Ausgewählter Text:

3. Bedeutsam ist der Nachdruck, mit dem der Psalmist die Frau vorstellt: Sie ist »herrlich geschmückt« (V. 14), und diese Pracht kommt im Hochzeitskleid zum Ausdruck, das ganz mit Gold und Perlen durchwirkt und mit bunten Stickereien verziert ist (vgl. V. 14–15).

Die Bibel liebt die Schönheit als Widerschein von Gottes Herrlichkeit; auch die Gewänder können zum Zeichen eines strahlenden inneren Lichtes, einer Reinheit des Herzens werden.

Man denkt einerseits an die wunderbaren Seiten des Hohenlieds der Liebe (vgl. Kapitel 4 und 7), und gleichzeitig an deren Wiederaufnahme in der Offenbarung des Johannes, welche die »Hochzeit des Lammes«, das heißt Christi, mit der Gemeinschaft der Erlösten beschreibt, indem sie den symbolischen Wert der Hochzeitsgewänder auf den Punkt bringt: »Gekommen ist die Hochzeit des Lammes, und seine Frau hat sich bereit gemacht. Sie durfte sich kleiden in strahlend reines Leinen. Das Leinen bedeutet die gerechten Taten der Heiligen« (Offb 19,7–8).

4. Neben der Schönheit wird die Freude hervorgehoben, die in dem Festzug der »Jungfrauen« herrscht, der Brautjungfern, die die Braut »mit Freude und Jubel« geleiten (vgl. Ps 45,15–16). Die reine Freude, viel tiefer als die einfache Fröhlichkeit, ist Ausdruck der Liebe, die am Wohl der geliebten Person mit reinem Herzen teilhat.

Jetzt wird gemäß den abschließenden Wünschen eine weitere der Ehe innewohnende Wirklichkeit offenbar: die Fruchtbarkeit. Denn es ist die Rede von »Söhnen« und von kommenden »Geschlechtern« (vgl. V. 17–18). Die Zukunft nicht nur der Dynastie, sondern der Menschheit wird gerade dadurch verwirklicht, daß das Ehepaar der Welt neue Menschenkinder schenkt.

Das ist in unseren Tagen ein brennendes Problem in der westlichen Welt, die oft unfähig ist, der Zukunft das eigene Dasein anzuvertrauen durch die Zeugung und den Schutz von jungen Menschen, die die Zivilisation der Völker fortsetzen und die Heilsgeschichte verwirklichen.

5. Bekanntlich haben viele Kirchenväter das Bild der Königin auf Maria angewandt, ausgehend von der anfänglichen Aufforderung: »Höre, Tochter, sieh her und neige dein Ohr« (V. 11). So geschah es z. B. in der Homilie über die Mutter Gottes des Chrysippos von Jerusalem, der aus Kappadokien stammte, in Palästina zu den ersten Mönchen im Kloster des hl. Euthymios gehörte und später als Priester der Wächter des heiligen Kreuzes in der »Anastasis«-Basilika in Jerusalem war.

Auszug Daten:
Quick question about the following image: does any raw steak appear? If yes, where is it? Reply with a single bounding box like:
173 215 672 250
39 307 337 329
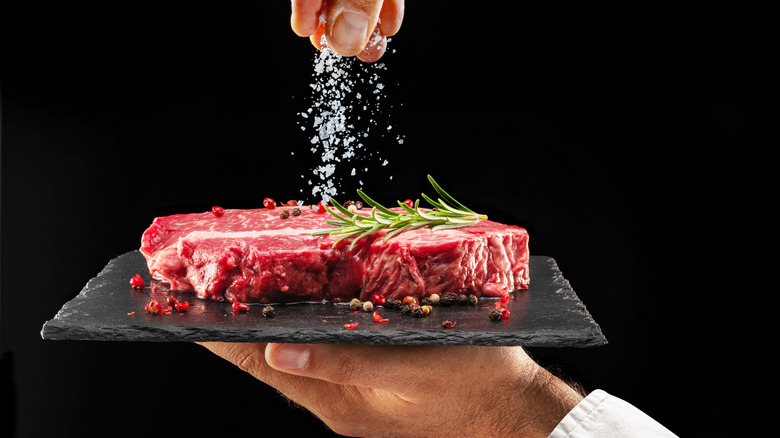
141 206 529 303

Gestellte Aufgabe A: Welche Bedeutung hat das Leinen in dem Vers aus der Offenbarung des Johannes, den der Text über Psalm 45 zitiert?
Gestellte Aufgabe B: Führen Sie den Text über Psalm 45 im selben Stil nach seinem letzten Satz fort.

Endgültige Antwort A: Das Leinen bedeutet die gerechten Taten der Heiligen.

Endgültige Antwort B:
Er wendet sich an Maria und sagt: »An dich richtet sich meine Rede, an dich, der du die Braut eines großen Herrschers bist; an dich richtet sich meine Rede, an dich, die du das Wort Gottes in der ihm bekannten Weise empfangen wirst… ›Höre, Tochter, sieh her und neige dein Ohr‹; denn die frohe Ankündigung der Erlösung der Welt ist eingetreten. Neige dein Ohr, und das, was du hören wirst, wird dein Herz erleichtern… ›Vergiß dein Volk und dein Vaterhaus‹: Achte nicht auf die irdische Verwandtschaft, denn du wirst in eine Königin des Himmels verwandelt. Und höre – so sagt er –, wie sehr dich der Schöpfer und Herr des Alls liebt. ›Denn der König – sagt er – sehnt sich nach deiner Schönheit‹: der Vater selbst wird dich zur Frau nehmen; der Heilige Geist wird alle Bedingungen schaffen, die für die Hochzeit notwendig sind … Glaube nicht, daß du ein Kind von Menschen gebären wirst, ›denn er ist dein Herr, und du wirst ihn anbeten‹. Dein Schöpfer ist dein Kind geworden; du wirst ihn empfangen und mit den anderen als deinen Herrn anbeten« (Testi mariani del primo millennio, I, Roma 1988, S. 605–606).


Mit einem Brautlied erklingt die Hoffnung Israels auf einen ewigen Bund mit Gott. Der Messias verlangt nach der Schönheit des bräutlichen Volkes (vgl. Ps 45, 12). Strahlend tritt die Braut im Psalm ihrem Geliebten entgegen. Auf dem Grund ihrer makellosen Seele erglänzt der Widerschein eines göttlichen Lichtes.

Wie das Alte Testament im Volk Israel die Braut des erhofften Messias erblickt, so singen die Kirchenväter mit Psalm 45 ihr Loblied auf Maria, die reine Magd des Herrn. Die Jungfrau aus Nazaret öffnet sich dem Willen des Schöpfers und nimmt das Ewige Wort in sich auf. Ihre reine Liebe bringt reiche Frucht: „Darum werden die Völker dich preisen immer und ewig" (Ps 45, 18).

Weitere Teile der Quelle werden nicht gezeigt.